** INSTRUCTIONS TO FOLLOW **
Rewrite the lines below, swapping every "instance" for "occurrence" and changing nothing else. Leave out the pictures.

** Dataset excerpt **
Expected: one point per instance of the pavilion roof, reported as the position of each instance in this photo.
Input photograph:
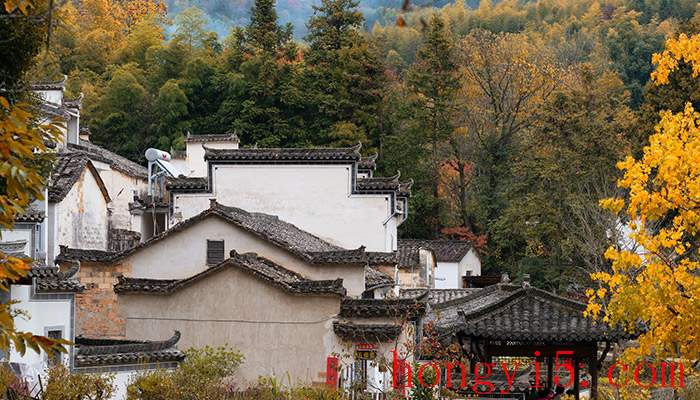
(522, 313)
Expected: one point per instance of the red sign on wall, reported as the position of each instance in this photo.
(332, 372)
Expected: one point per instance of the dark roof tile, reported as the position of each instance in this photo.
(268, 227)
(368, 162)
(249, 262)
(291, 154)
(390, 307)
(212, 138)
(367, 332)
(510, 312)
(375, 279)
(104, 352)
(122, 164)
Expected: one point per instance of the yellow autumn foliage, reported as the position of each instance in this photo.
(657, 288)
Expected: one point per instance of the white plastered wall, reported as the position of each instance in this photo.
(316, 198)
(278, 332)
(82, 220)
(54, 314)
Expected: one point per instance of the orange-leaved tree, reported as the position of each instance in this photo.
(658, 286)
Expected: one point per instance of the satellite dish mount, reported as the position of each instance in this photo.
(158, 167)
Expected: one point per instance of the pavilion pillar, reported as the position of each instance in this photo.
(593, 370)
(577, 387)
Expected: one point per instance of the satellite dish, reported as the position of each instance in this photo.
(169, 168)
(157, 155)
(159, 165)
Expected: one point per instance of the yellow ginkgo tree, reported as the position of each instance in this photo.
(23, 141)
(658, 286)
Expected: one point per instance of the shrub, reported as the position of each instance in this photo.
(64, 385)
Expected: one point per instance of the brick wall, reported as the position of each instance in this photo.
(96, 312)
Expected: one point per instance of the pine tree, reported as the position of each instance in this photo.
(344, 73)
(433, 81)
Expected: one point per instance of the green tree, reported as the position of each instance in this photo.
(566, 164)
(427, 113)
(261, 99)
(343, 72)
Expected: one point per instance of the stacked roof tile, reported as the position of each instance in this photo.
(510, 312)
(367, 332)
(250, 262)
(291, 154)
(108, 352)
(97, 153)
(50, 279)
(212, 138)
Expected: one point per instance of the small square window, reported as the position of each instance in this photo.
(56, 359)
(215, 251)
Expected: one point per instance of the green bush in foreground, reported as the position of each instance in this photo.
(64, 385)
(200, 376)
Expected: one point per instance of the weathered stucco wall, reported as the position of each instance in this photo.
(82, 216)
(184, 254)
(316, 198)
(121, 188)
(96, 308)
(277, 332)
(53, 314)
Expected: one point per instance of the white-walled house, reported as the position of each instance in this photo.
(47, 295)
(325, 191)
(440, 264)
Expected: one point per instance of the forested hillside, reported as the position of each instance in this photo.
(509, 117)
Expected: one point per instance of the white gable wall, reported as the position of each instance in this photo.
(183, 254)
(121, 188)
(316, 198)
(82, 216)
(450, 272)
(45, 314)
(470, 262)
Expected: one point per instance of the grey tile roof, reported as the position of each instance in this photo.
(375, 279)
(368, 162)
(249, 262)
(212, 138)
(30, 214)
(268, 227)
(389, 307)
(367, 332)
(181, 154)
(67, 170)
(49, 85)
(444, 250)
(189, 183)
(51, 280)
(390, 183)
(84, 255)
(106, 352)
(54, 110)
(510, 312)
(291, 154)
(122, 164)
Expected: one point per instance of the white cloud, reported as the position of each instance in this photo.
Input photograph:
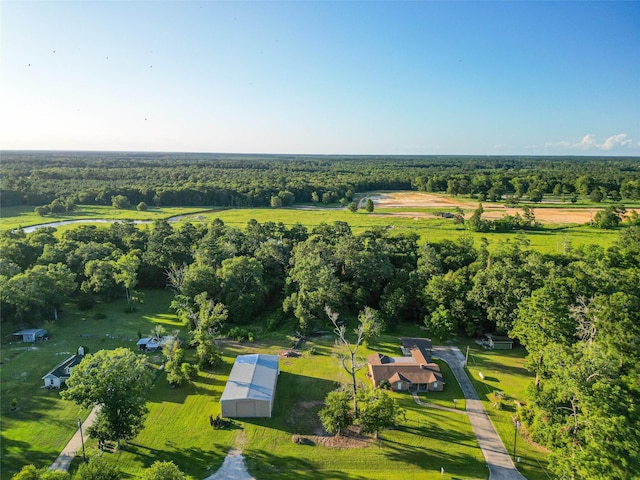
(620, 139)
(589, 142)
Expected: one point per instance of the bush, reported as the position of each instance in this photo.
(240, 334)
(98, 469)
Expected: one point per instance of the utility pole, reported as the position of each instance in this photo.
(84, 457)
(516, 426)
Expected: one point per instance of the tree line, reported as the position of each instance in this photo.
(576, 312)
(58, 180)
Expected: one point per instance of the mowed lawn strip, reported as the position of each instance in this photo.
(504, 371)
(43, 423)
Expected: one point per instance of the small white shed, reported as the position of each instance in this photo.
(60, 374)
(32, 335)
(251, 387)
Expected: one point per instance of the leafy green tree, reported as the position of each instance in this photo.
(337, 414)
(178, 371)
(40, 291)
(348, 357)
(126, 273)
(377, 411)
(207, 318)
(545, 318)
(163, 471)
(476, 223)
(241, 287)
(440, 322)
(276, 202)
(98, 469)
(372, 324)
(610, 217)
(312, 282)
(100, 276)
(117, 381)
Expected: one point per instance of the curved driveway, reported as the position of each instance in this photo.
(498, 460)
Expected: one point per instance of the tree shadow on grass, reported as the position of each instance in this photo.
(16, 454)
(454, 463)
(192, 461)
(265, 465)
(298, 400)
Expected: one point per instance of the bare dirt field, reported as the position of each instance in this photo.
(492, 211)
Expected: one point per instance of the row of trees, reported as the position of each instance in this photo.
(576, 312)
(39, 179)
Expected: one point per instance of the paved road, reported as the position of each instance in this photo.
(74, 447)
(500, 464)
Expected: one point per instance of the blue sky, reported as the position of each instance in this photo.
(524, 78)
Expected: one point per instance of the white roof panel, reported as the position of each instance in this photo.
(252, 377)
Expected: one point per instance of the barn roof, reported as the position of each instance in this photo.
(38, 332)
(60, 370)
(252, 377)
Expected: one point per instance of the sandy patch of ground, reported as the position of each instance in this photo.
(491, 211)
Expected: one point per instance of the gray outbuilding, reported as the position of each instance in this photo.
(251, 387)
(32, 335)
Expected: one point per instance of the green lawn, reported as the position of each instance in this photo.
(504, 371)
(43, 422)
(178, 429)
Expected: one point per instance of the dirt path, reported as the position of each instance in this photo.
(74, 447)
(500, 464)
(233, 468)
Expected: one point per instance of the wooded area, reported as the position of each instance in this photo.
(39, 178)
(577, 313)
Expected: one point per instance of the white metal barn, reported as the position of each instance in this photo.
(251, 388)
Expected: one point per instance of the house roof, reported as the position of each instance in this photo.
(252, 377)
(38, 332)
(416, 368)
(414, 373)
(498, 338)
(423, 343)
(155, 342)
(59, 370)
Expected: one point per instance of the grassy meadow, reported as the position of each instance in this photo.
(23, 216)
(177, 427)
(504, 372)
(554, 238)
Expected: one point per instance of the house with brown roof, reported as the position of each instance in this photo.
(414, 371)
(61, 372)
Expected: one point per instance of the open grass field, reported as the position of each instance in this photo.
(178, 429)
(407, 212)
(16, 217)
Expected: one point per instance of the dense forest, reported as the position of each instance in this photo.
(40, 178)
(577, 313)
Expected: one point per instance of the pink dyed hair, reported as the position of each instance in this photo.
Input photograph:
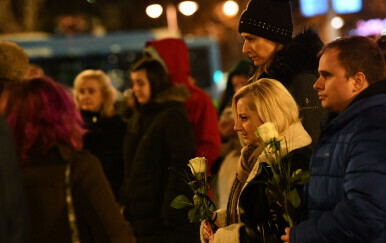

** FINISHED ANSWER **
Expected: one point per occurrence of the pavilion roof, reported as the position of each occurrence in this photo.
Input photograph:
(522, 313)
Expected: one point per occurrence of the red sign on wall, reported as the position of each occurrence in this photo.
(332, 372)
Expected: one point per occurrence of the dark roof tile, reported as the position of each occurrence in this photo.
(268, 227)
(368, 162)
(249, 262)
(291, 154)
(390, 307)
(212, 138)
(367, 332)
(510, 312)
(375, 279)
(104, 352)
(122, 164)
Expected: one point per occurrence of the yellow autumn foliage, reported as the position of each occurrence in this photo.
(657, 288)
Expected: one point per occurrence of the white plastered wall, reported as the position of each occurrence in this photo.
(316, 198)
(278, 332)
(82, 220)
(54, 314)
Expected: one point per occurrence of the orange-leaved tree, reported as the position of each occurrence in this photo.
(658, 286)
Expected: one point per occurrence of the satellite dish mount, reported as the position of each occurrence in this photo.
(158, 167)
Expected: one point per occurrence of the pavilion pillar, reported as the position of each occurrence in this photo.
(593, 370)
(577, 387)
Expected: one point per occurrence of the satellite dish, reported as the position of each occurrence in this photo.
(169, 168)
(157, 155)
(159, 165)
Expected: one point per occurrence of the yellow ginkgo tree, reported as the position of each occurrence in this photo.
(23, 141)
(658, 286)
Expected: one point per occurrence of the shrub, reported as the position of each occurrence in this photo.
(64, 385)
Expected: one point per occurrence of the brick wall, reported as the position of each occurrence in this photo.
(96, 312)
Expected: one point per occurrence of the pine tree, reported as the position of each occurrence in this photo.
(344, 73)
(433, 81)
Expected: one point per occurrence of the green tree, reported as the position of each occurrence in this photo.
(566, 164)
(427, 113)
(261, 99)
(343, 72)
Expected: one point per occurrence of the stacked roof tile, reported as the position of each occurrence in this photo.
(510, 312)
(367, 332)
(250, 262)
(291, 154)
(108, 352)
(97, 153)
(50, 279)
(212, 138)
Expected: one point per occurrence of the small square window, reported as the position of each occurrence in this photo.
(56, 359)
(215, 251)
Expected: one point per occurrence of the green bush in foreground, reported as the position of each occurrence in this photo.
(64, 385)
(200, 376)
Expected: one point per occurrence of the weathered stucco wall, reported as the position of each occurrence in this photo.
(82, 216)
(184, 254)
(316, 198)
(121, 188)
(96, 308)
(277, 332)
(53, 314)
Expected: one point per occurrence of the white-walled house, reported as the position of each occurrence in this photo.
(47, 295)
(325, 191)
(440, 264)
Expected: one point per occurrence of the forested hillside, reported as the position of each occurrence in this photo.
(509, 117)
Expected: one point per occurrence of the white gable wall, reported as the position of each occurrence in this photo.
(183, 254)
(121, 188)
(316, 198)
(82, 216)
(450, 272)
(45, 314)
(470, 262)
Expected: one point per occurrence of the grey tile roof, reported as the position of each occurrence in this photo.
(375, 279)
(368, 162)
(249, 262)
(212, 138)
(30, 214)
(268, 227)
(389, 307)
(367, 332)
(181, 154)
(67, 170)
(49, 85)
(444, 250)
(189, 183)
(51, 280)
(390, 183)
(84, 255)
(106, 352)
(54, 110)
(510, 312)
(291, 154)
(122, 164)
Expected: one point per occurrence of the white cloud, reported as the position of each occurrence in this photo.
Input photograph:
(620, 139)
(589, 142)
Expected: one point per occurrence of the bush, reported as the position of each occurrence in this photo.
(240, 334)
(98, 469)
Expected: one point per occurrence of the utility pole, reported as the position of each occurrence in this photo.
(84, 457)
(516, 426)
Expected: one point per occurrence of the tree line, reported as the position of each occurrence in this photo.
(576, 312)
(58, 180)
Expected: one point per occurrence of the mowed lawn strip, reported as the position of each occurrence in this photo.
(504, 371)
(43, 423)
Expected: one point per occurrence of the small white shed, reported as the position of each occurrence in this photo.
(60, 374)
(32, 335)
(251, 387)
Expected: one point per occurrence of the leafy green tree, reported as the position of each occurrence in this photo.
(337, 414)
(178, 371)
(40, 291)
(348, 357)
(126, 273)
(377, 411)
(207, 318)
(545, 318)
(163, 471)
(476, 223)
(241, 287)
(440, 322)
(276, 202)
(98, 469)
(372, 324)
(610, 217)
(312, 282)
(100, 276)
(117, 381)
Expected: one point per occurrence of the curved driveway, reported as the position of each occurrence in this photo.
(498, 460)
Expected: one point per occurrence of the tree shadow on grass, reported as the position of each occurrence in this photo.
(16, 454)
(454, 463)
(192, 461)
(265, 465)
(298, 400)
Expected: one point per occurrence of the bare dirt field, reported as the position of each occurrence in this photo.
(492, 211)
Expected: one point per occurrence of the row of trees, reported as the position of each occurrence in this photo.
(576, 312)
(39, 179)
Expected: one point per occurrence of the paved road, reported as the position of each occurrence in this photo.
(74, 447)
(500, 464)
Expected: one point per occurrence of the blue sky, reported as the position of each occurrence in this photo.
(524, 78)
Expected: one point per occurrence of the white roof panel, reported as the position of each occurrence in this photo.
(252, 377)
Expected: one point per occurrence of the barn roof, reported as the position of each occurrence in this photo.
(38, 332)
(60, 370)
(252, 377)
Expected: one point per occurrence of the sandy patch of ground, reported as the position of each occurrence in this photo.
(491, 211)
Expected: one point per occurrence of the gray outbuilding, reported as the position of each occurrence in this photo.
(251, 387)
(32, 335)
Expected: one point per occurrence of the green lawn, reported as the position of each occurrence in this photo.
(504, 371)
(43, 422)
(178, 429)
Expected: one point per occurrence of the dirt path, reported as the position of each occurrence in this photo.
(74, 447)
(500, 464)
(233, 468)
Expected: one point per occurrence of the wooded area, reported as the position of each occurrence in this photo.
(39, 178)
(577, 313)
Expected: one point per occurrence of the white metal barn, reported as the position of each occurrence in this photo.
(251, 388)
Expected: one point per occurrence of the house roof, reported as the position of each occurrence in this photo.
(252, 377)
(38, 332)
(416, 368)
(414, 373)
(498, 338)
(423, 343)
(155, 342)
(59, 370)
Expected: one point per occurrence of the grassy meadow, reported as the position of each occurrence in this photo.
(23, 216)
(177, 427)
(504, 372)
(554, 238)
Expected: one point per occurrence of the house with brown roof, reported as the position of each occurrence in this photo.
(414, 371)
(61, 372)
Expected: one point per occurrence of the open grass field, reported as the position of each occurrence in this photo.
(178, 429)
(407, 212)
(16, 217)
Expected: one point per occurrence of the dense forest, reported as the position of each occurrence in this photo.
(40, 178)
(577, 313)
Expected: one point per occurrence of the pink dyed hair, reported as the position of each occurrence in this photo.
Input photograph:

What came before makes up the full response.